##### Textauszug

Gemäß § 6 NSchG bedürfen außerhalb geschlossener Ortschaften, sofern hiefür nicht nach einer anderen Bestimmung dieses Gesetzes, einer Verordnung auf Grund dieses Gesetzes oder einem der in der Anlage zu § 46 Abs. 1 genannten Gesetze eine naturschutzrechtliche Bewilligung erforderlich ist, die Errichtung von Seilbahnen, sofern sie nicht dem Güter- und Seilwege-Landesgesetz, LGBl. Nr. 40/1970, unterliegen, und von Schleppliften (lit. c), und der Neubau von Straßen und Wegen oberhalb der Seehöhe von

1.700 m oder mit einer Länge von mehr als 500 m, mit Ausnahme von Straßen, für die in einem Bebauungsplan die Straßenfluchtlinien festgelegt sind, und von Güterwegen nach § 4 Abs. 1 des Güter- und Seilwege-Landesgesetzes (lit. d), einer Bewilligung.

Gemäß § 7 Abs. 1 NSchG bedürfen außerhalb geschlossener Ortschaften im Bereich von fließenden natürlichen Gewässern und von stehenden Gewässern mit einer Wasserfläche von mehr als 2000 m2 die Errichtung, Aufstellung und Anbringung von Anlagen (lit. b) sowie die Ableitung und Entnahme von Wasser zum Betrieb von Stromerzeugungsanlagen (lit. c), einer naturschutzrechtlichen Bewilligung.

##########

■ Gestellte Aufgabe: Gib den Auszug zum Naturschutzgesetz von "Gemäß § 6 NSchG" bis "(lit. d), einer Bewilligung." erneut wieder und tausche dabei "Schleppliften" gegen "Skiliften" aus. Die nachstehenden Datensätze werden hier nicht benötigt.

##### Extrahiertes Material

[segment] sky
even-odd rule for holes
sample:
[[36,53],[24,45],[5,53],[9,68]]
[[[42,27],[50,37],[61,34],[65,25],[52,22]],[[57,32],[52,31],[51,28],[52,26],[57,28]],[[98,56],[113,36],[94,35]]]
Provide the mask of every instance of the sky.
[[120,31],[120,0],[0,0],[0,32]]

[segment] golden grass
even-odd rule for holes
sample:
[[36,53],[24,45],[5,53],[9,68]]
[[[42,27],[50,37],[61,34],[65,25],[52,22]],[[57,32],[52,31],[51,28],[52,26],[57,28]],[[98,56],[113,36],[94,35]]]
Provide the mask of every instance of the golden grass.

##########

■ Ergebnis:
Gemäß § 6 NSchG bedürfen außerhalb geschlossener Ortschaften, sofern hiefür nicht nach einer anderen Bestimmung dieses Gesetzes, einer Verordnung auf Grund dieses Gesetzes oder einem der in der Anlage zu § 46 Abs. 1 genannten Gesetze eine naturschutzrechtliche Bewilligung erforderlich ist, die Errichtung von Seilbahnen, sofern sie nicht dem Güter- und Seilwege-Landesgesetz, LGBl. Nr. 40/1970, unterliegen, und von Skiliften (lit. c), und der Neubau von Straßen und Wegen oberhalb der Seehöhe von

1.700 m oder mit einer Länge von mehr als 500 m, mit Ausnahme von Straßen, für die in einem Bebauungsplan die Straßenfluchtlinien festgelegt sind, und von Güterwegen nach § 4 Abs. 1 des Güter- und Seilwege-Landesgesetzes (lit. d), einer Bewilligung.